(What to do):
State how many of the lines below contain the string "sneaker", with case significant, and give only that number.

(Provided information):

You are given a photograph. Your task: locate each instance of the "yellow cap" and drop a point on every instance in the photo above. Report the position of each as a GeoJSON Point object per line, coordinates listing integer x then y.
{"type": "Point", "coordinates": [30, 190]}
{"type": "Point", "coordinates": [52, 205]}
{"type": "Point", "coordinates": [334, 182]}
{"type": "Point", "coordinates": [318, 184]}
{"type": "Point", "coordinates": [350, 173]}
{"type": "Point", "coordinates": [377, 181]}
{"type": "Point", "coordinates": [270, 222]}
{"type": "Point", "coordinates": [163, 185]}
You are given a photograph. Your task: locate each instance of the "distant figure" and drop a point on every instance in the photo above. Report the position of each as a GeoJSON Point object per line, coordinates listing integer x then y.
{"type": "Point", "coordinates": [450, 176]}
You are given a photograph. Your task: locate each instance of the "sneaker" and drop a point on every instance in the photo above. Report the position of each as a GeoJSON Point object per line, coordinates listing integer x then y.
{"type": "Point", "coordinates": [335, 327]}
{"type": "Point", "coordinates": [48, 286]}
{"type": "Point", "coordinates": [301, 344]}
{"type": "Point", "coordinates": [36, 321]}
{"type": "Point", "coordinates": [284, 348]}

(Final result):
1